··· TEXTO DE ORIGEM

8/02/2024

Com os besouros falantes na pele da linguagem

 Há 21 anos, meu irmão Pedro publicava este livro e se notabilizava com narrativas curtíssimas - seus microcontos de excelente qualidade que o colocaram como dos melhores criadores desse tipo de ficção: 

COM UNS ‘BESOUROS FALANTES’, NA PELE DAS PALAVRAS

Joaquim Branco            

(BESOUROS FALANTES – P. J. RibeiroEdições Totem –  Cataguases - 87 pp.- 2003)

No meio do mato besouros falantes emitem cochichos. Formigam farelos de falas, confundem e misturam nexos. Estes não são propriamente aqueles animaizinhos de asas noturnas e dura casca que, na ânsia da luz e dos holofotes, rodopiam rodopiam até cair embaixo de sapatos esmagadores.

Seu misterioso ciclo de vida resume a metáfora do destino humano ou o capricho das sensações e a busca de um sentido para as coisas. Os besouros que narram também pintam e bordam na construção de um texto sem paralelismos e rodeios. Sua mágica entra na poesia e sai na prosa, e, quando se pensa que se tornaram líricos, já se vestiram de épicos ou penetraram no drama. 

Esses bichinhos ruminam sua fome de dentro da mente humana e dali se veem diante de uma sede que não sacia nunca. Ficam remoendo um grilo que o descuido deixou apanhar, ou dormem sobre o remorso de horas tediosas. São falantes porque o tempo todo falam e ouvem vozes que lhes ensinam coisas, e eles as devolvem ao leitor no seu besourar contínuo.

······

# INSTRUÇÕES DO EXERCÍCIO
[A] Localize nos registros todas as linhas que contêm a palavra "potatoes" e copie-as, levando em conta maiúsculas e minúsculas.
[B] Continue o texto sobre o livro Besouros falantes a partir do ponto em que ele termina.

··· DADOS FORNECIDOS

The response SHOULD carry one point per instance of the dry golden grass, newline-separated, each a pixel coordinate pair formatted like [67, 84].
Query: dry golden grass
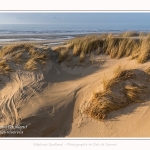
[144, 53]
[4, 67]
[108, 100]
[117, 46]
[31, 64]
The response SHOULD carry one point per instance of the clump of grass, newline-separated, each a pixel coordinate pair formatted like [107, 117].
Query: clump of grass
[132, 93]
[117, 46]
[4, 67]
[31, 64]
[144, 53]
[107, 100]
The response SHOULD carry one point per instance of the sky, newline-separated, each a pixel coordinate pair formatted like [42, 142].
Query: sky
[70, 17]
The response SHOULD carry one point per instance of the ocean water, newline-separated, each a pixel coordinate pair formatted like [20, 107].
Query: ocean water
[70, 28]
[65, 29]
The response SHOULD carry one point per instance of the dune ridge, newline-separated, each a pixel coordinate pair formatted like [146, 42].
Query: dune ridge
[94, 83]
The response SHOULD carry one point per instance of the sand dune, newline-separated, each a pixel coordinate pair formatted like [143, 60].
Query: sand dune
[49, 99]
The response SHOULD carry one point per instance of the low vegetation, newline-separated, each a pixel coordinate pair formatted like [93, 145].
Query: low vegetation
[119, 91]
[134, 44]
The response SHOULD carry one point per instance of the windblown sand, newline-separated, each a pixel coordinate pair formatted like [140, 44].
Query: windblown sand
[51, 100]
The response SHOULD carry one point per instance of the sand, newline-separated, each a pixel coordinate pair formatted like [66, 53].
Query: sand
[51, 102]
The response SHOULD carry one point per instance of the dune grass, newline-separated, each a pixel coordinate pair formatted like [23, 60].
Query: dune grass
[117, 46]
[109, 100]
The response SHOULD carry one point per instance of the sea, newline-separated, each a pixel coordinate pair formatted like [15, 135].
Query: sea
[68, 29]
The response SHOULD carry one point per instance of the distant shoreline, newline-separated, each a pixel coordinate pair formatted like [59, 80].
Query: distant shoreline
[47, 39]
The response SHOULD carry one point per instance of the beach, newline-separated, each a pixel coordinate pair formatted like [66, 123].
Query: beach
[58, 96]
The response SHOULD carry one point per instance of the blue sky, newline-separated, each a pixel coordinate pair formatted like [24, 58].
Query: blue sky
[90, 17]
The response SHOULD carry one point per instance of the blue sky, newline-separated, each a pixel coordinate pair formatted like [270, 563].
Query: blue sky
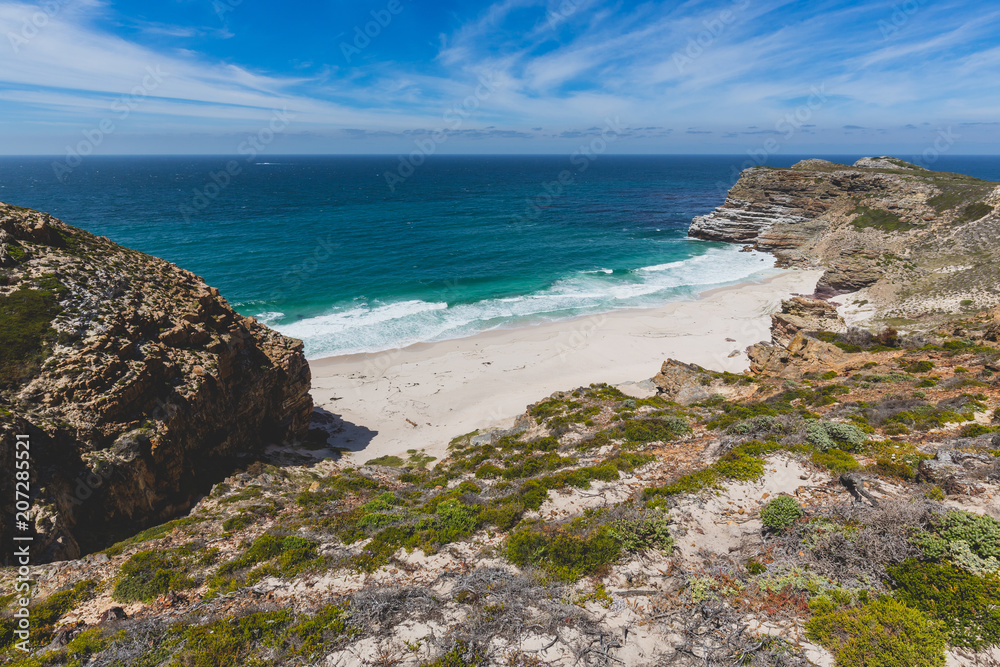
[516, 76]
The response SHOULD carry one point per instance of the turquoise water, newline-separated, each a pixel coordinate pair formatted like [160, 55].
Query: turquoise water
[321, 248]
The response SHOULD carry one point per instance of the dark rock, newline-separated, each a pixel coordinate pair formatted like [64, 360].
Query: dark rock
[113, 614]
[157, 388]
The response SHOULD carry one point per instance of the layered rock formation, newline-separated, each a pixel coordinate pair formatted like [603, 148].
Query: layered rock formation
[919, 240]
[136, 382]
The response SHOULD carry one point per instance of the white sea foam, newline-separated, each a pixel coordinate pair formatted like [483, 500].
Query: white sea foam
[375, 326]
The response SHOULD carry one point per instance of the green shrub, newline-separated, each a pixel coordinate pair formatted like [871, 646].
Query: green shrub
[560, 553]
[150, 573]
[739, 466]
[837, 460]
[972, 212]
[231, 641]
[25, 332]
[649, 529]
[237, 522]
[883, 633]
[968, 605]
[387, 460]
[780, 513]
[922, 366]
[488, 471]
[46, 613]
[981, 533]
[892, 468]
[835, 435]
[662, 429]
[455, 519]
[975, 430]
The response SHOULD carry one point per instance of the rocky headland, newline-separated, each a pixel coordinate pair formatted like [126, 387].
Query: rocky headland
[910, 242]
[834, 505]
[137, 383]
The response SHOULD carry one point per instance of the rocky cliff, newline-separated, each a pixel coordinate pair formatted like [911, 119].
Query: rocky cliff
[917, 241]
[137, 383]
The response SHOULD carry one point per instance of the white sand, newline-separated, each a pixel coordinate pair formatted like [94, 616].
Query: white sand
[422, 396]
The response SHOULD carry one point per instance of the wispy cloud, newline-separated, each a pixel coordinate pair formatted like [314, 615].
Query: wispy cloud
[727, 70]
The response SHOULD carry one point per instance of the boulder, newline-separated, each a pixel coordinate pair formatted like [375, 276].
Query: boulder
[804, 314]
[689, 383]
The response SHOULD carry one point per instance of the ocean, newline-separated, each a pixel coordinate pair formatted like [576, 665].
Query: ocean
[335, 251]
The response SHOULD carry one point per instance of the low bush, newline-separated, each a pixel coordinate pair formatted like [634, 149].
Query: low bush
[738, 465]
[836, 460]
[150, 573]
[644, 529]
[968, 605]
[922, 366]
[826, 435]
[883, 633]
[662, 429]
[780, 513]
[559, 552]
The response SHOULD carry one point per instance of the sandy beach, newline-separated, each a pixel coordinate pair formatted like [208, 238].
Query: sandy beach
[422, 396]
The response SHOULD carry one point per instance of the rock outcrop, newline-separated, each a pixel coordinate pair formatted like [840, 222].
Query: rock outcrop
[792, 352]
[689, 383]
[137, 384]
[918, 240]
[802, 314]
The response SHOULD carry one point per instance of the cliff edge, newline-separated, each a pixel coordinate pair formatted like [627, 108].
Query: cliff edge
[137, 384]
[917, 241]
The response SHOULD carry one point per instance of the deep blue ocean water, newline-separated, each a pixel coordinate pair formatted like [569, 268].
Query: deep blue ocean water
[321, 248]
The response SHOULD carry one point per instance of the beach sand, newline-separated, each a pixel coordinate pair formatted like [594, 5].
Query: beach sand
[422, 396]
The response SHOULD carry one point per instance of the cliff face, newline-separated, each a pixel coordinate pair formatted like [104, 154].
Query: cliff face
[919, 240]
[136, 382]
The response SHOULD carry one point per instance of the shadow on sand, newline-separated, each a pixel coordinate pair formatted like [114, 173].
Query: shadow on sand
[334, 432]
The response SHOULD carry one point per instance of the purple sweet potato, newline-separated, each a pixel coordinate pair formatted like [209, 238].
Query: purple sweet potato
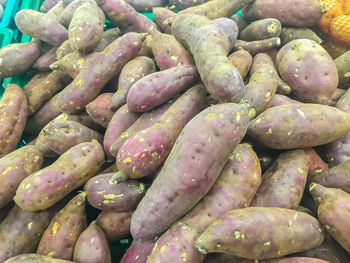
[261, 29]
[131, 72]
[119, 123]
[124, 16]
[111, 192]
[232, 190]
[157, 88]
[116, 225]
[261, 233]
[97, 71]
[284, 182]
[98, 109]
[41, 26]
[168, 52]
[143, 153]
[191, 171]
[86, 28]
[46, 187]
[60, 237]
[333, 212]
[295, 62]
[17, 58]
[13, 117]
[209, 48]
[299, 125]
[92, 246]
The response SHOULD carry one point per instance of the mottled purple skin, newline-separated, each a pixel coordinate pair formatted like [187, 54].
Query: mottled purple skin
[258, 46]
[299, 125]
[333, 212]
[124, 16]
[17, 58]
[60, 237]
[120, 122]
[40, 93]
[210, 48]
[145, 121]
[21, 231]
[143, 153]
[116, 225]
[157, 88]
[191, 168]
[235, 188]
[284, 182]
[48, 186]
[92, 246]
[107, 192]
[97, 71]
[261, 233]
[299, 13]
[295, 61]
[13, 117]
[134, 70]
[98, 109]
[86, 28]
[41, 26]
[14, 167]
[168, 52]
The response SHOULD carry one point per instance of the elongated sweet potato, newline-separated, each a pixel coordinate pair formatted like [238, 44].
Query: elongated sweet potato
[13, 117]
[252, 236]
[92, 246]
[191, 171]
[46, 187]
[333, 212]
[142, 154]
[41, 26]
[298, 13]
[116, 225]
[232, 190]
[17, 58]
[66, 225]
[209, 48]
[97, 71]
[131, 72]
[299, 125]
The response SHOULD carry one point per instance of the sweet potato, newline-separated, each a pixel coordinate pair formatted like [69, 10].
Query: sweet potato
[156, 88]
[13, 117]
[97, 71]
[284, 182]
[191, 171]
[295, 61]
[298, 13]
[116, 225]
[333, 212]
[252, 235]
[17, 58]
[209, 48]
[46, 187]
[142, 154]
[261, 29]
[66, 225]
[41, 26]
[232, 190]
[119, 123]
[131, 72]
[86, 28]
[299, 125]
[92, 246]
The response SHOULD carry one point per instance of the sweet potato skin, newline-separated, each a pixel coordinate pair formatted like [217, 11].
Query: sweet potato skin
[253, 238]
[190, 181]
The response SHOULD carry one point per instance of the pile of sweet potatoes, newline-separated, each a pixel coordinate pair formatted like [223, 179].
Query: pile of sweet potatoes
[204, 136]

······

# RESPOSTAS ESPERADAS
[A]
The response SHOULD carry one point per instance of the pile of sweet potatoes, newline-separated, each a pixel coordinate pair formatted like [223, 179].
Query: pile of sweet potatoes

[B]
A maioria dos microtextos deste livro de P. J. Ribeiro foi escrita na década de 1960, alguns na de 70, poucos na virada do século. Mas todos trazem indelevelmente inscrita na pele a marca da aventura com a linguagem, que faz do homem não o melhor, mas o mais inquieto bicho da natureza.

Transcrevo algumas dessas micronarrativas de P.J.Ribeiro para o leitor continuar a ‘viagem’:

MONTANHAS DE MINAS

Olhe, só depois de passar por certas coisas e de notar esta chuva caindo de mansinho e que só aumenta com o tempo é que finalmente tomo coragem, passo as mãos nos móveis da sala e sinto como estão frios. Então percebo lá fora aquelas montanhas de Minas que continuam caladas estupidamente geladas olhando para mim.


NUM DETERMINADO PAÍS

Num país subdesenvolvido o que vale é ser rico.

Num país subnutrido o que vale é ser bicho.

Num país desenvolvido o que vale é ser mito.

Num país independente o que vale é ser gente.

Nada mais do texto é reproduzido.